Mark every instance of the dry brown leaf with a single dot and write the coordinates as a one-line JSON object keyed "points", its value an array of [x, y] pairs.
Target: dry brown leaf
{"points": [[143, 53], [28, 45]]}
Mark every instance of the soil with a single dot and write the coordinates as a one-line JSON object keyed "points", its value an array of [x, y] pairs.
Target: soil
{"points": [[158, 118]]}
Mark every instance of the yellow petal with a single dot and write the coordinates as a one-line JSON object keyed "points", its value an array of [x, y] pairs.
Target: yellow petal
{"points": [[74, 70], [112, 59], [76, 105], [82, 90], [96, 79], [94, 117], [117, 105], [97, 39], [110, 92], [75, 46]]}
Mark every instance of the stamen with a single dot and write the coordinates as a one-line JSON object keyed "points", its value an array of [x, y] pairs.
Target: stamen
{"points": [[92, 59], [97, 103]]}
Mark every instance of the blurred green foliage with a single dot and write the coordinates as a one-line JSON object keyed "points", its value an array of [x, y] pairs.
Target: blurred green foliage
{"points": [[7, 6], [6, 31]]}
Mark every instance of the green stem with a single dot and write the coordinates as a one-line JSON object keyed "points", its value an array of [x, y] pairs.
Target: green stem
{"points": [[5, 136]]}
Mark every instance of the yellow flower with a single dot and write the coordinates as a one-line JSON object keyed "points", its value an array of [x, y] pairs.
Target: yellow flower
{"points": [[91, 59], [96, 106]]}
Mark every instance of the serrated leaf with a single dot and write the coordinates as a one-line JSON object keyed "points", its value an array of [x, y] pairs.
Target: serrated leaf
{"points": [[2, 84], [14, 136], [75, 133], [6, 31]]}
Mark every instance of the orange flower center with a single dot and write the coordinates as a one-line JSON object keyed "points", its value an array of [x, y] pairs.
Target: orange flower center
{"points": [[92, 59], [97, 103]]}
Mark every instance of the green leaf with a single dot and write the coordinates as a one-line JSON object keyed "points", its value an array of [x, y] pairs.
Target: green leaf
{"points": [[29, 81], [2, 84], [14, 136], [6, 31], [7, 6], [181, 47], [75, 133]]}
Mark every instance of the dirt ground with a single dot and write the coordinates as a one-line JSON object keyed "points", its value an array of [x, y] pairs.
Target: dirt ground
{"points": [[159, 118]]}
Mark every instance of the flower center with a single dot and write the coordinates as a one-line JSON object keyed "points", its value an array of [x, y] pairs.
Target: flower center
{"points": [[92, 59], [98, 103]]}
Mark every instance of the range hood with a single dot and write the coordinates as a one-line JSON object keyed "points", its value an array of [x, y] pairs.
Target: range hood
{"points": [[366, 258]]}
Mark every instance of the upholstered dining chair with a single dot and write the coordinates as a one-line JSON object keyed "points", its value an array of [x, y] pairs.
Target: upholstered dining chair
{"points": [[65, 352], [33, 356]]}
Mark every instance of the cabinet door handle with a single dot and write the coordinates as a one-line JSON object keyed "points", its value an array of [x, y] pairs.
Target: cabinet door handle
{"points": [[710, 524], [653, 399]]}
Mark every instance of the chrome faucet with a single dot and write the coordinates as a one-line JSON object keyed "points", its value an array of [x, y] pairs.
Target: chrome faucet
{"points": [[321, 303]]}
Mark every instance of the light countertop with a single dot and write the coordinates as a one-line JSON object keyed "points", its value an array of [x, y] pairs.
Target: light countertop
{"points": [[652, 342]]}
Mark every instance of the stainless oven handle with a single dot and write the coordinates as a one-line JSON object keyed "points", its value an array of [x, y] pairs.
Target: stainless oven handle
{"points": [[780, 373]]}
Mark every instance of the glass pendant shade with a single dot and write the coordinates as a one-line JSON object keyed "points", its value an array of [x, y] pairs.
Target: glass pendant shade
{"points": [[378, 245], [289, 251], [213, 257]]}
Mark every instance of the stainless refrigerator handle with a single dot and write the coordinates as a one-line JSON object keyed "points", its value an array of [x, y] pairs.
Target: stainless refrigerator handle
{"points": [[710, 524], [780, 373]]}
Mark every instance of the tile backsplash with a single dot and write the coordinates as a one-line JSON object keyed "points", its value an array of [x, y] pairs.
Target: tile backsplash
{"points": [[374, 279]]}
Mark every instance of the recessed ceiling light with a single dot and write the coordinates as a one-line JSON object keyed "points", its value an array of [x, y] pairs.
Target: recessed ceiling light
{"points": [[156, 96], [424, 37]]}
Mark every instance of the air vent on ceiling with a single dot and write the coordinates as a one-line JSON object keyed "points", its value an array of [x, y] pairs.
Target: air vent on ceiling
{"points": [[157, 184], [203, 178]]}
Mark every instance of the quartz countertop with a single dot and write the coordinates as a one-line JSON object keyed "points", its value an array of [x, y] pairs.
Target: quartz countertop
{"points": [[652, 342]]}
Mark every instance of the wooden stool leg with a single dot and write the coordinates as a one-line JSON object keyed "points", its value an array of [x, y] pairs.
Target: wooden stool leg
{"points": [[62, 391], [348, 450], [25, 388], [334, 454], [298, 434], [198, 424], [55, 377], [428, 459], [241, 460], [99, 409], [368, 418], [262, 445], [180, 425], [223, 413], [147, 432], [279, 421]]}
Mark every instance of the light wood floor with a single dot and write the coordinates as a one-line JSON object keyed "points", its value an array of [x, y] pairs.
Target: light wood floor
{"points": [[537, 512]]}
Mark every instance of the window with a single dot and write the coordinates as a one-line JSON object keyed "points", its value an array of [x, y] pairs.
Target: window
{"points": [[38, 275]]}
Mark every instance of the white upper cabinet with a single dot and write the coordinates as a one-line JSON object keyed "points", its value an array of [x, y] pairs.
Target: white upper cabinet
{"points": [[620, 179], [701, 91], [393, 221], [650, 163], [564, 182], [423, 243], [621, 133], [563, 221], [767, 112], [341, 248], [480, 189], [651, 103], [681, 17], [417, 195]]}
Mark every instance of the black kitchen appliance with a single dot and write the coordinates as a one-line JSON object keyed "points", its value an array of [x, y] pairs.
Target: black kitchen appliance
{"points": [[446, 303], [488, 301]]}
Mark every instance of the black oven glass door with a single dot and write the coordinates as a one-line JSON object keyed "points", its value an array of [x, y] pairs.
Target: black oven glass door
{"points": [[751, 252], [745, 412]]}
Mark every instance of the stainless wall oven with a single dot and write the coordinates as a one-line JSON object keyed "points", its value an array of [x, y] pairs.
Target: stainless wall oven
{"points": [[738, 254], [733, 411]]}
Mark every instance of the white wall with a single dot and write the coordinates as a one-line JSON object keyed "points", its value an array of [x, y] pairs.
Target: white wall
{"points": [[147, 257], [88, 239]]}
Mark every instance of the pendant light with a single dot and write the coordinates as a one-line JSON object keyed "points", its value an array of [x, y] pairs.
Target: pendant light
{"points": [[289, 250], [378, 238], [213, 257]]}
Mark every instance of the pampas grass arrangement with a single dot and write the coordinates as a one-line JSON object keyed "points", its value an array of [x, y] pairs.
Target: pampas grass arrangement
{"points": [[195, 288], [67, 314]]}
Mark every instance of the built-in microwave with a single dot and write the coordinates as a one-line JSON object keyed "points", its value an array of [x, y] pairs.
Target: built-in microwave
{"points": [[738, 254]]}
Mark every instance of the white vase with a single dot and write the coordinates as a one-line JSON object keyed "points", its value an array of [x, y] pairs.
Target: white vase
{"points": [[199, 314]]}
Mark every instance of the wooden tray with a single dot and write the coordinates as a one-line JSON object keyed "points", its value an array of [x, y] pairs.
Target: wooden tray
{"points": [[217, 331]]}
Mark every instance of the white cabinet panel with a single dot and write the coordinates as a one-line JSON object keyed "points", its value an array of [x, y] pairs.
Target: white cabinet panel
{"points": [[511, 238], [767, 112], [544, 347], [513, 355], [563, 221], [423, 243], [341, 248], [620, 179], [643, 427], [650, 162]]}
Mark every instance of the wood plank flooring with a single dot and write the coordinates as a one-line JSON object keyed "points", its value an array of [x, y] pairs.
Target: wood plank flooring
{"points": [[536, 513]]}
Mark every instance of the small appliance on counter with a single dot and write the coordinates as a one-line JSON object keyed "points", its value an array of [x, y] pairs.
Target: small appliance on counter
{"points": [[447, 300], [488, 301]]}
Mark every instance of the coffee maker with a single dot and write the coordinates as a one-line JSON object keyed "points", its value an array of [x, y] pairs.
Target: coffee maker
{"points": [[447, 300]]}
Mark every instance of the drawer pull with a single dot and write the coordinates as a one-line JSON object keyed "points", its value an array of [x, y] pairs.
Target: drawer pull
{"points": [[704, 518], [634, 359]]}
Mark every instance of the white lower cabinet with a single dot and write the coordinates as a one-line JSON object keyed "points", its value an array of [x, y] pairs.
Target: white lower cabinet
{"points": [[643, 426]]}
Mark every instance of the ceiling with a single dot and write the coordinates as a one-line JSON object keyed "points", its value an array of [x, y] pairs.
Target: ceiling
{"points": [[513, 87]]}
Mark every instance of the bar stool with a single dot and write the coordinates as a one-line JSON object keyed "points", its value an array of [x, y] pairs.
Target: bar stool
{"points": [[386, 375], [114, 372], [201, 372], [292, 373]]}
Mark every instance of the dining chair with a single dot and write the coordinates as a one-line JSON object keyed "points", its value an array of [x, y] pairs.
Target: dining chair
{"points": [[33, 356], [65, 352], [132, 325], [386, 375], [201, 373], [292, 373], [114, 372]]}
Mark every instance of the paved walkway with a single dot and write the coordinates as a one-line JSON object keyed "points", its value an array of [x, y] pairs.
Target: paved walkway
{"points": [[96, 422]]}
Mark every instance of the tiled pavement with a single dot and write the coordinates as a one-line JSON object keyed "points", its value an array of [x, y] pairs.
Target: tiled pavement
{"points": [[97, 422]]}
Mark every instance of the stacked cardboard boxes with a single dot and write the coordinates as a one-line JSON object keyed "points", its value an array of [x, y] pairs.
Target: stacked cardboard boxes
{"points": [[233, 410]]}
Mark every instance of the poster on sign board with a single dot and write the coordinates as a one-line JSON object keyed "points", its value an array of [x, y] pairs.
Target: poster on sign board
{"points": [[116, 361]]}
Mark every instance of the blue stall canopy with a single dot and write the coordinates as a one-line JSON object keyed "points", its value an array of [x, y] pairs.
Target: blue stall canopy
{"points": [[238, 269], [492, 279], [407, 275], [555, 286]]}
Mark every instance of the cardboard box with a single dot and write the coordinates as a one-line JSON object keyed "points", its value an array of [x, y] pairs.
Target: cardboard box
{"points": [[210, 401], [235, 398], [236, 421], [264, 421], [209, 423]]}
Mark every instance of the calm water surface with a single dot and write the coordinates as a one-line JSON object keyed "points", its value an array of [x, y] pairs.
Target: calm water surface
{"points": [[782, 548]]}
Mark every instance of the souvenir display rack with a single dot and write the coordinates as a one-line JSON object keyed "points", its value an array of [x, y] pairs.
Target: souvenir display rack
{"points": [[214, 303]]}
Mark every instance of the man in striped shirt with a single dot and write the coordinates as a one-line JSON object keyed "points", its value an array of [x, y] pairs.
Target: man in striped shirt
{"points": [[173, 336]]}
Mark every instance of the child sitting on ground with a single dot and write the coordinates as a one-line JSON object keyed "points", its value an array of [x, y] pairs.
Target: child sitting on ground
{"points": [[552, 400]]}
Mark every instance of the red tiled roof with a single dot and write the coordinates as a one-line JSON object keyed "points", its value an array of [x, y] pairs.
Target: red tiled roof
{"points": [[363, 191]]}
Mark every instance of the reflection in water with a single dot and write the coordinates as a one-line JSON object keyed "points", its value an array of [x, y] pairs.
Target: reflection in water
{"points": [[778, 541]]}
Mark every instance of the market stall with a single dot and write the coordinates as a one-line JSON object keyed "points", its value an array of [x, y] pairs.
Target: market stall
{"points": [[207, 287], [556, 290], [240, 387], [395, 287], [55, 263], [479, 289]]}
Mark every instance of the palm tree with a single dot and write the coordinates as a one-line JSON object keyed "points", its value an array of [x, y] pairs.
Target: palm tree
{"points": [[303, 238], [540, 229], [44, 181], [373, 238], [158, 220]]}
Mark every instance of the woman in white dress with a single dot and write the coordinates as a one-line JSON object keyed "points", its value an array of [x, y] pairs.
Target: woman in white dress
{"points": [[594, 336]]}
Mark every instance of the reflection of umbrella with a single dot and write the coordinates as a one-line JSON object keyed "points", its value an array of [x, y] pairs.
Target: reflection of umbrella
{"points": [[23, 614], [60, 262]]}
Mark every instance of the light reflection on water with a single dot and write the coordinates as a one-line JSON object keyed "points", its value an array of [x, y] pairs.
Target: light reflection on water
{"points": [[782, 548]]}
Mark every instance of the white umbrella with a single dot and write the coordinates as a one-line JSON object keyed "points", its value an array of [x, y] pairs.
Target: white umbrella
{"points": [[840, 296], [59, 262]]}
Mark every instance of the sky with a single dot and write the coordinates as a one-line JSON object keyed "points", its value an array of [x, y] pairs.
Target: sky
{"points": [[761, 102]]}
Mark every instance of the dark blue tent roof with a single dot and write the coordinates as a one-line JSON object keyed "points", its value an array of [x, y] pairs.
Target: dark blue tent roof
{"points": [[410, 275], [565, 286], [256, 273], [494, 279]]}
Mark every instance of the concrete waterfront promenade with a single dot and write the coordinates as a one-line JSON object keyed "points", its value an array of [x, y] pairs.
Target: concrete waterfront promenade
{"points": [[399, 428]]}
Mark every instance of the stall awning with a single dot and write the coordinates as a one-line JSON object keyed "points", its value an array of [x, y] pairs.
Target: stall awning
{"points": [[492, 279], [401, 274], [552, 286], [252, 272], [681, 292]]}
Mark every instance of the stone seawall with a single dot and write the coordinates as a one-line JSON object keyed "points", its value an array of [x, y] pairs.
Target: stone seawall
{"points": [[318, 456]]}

___

--- Task statement ---
Please copy out the lines of the records word for word, starting at the line that contains "Mark every instance of the stall" and continuing through the end of the records.

--- Written solution ---
Mark every instance of the stall awning with a single dot and write the coordinates as a one-line JSON object keyed "points", its value an array of [x, y] pairs.
Target: stall awning
{"points": [[492, 279], [401, 274], [552, 286], [252, 272], [681, 292]]}
Mark every instance of the stone seawall with a single dot and write the coordinates as a one-line JSON object keyed "points", its value an array of [x, y] pairs.
Target: stone seawall
{"points": [[318, 456]]}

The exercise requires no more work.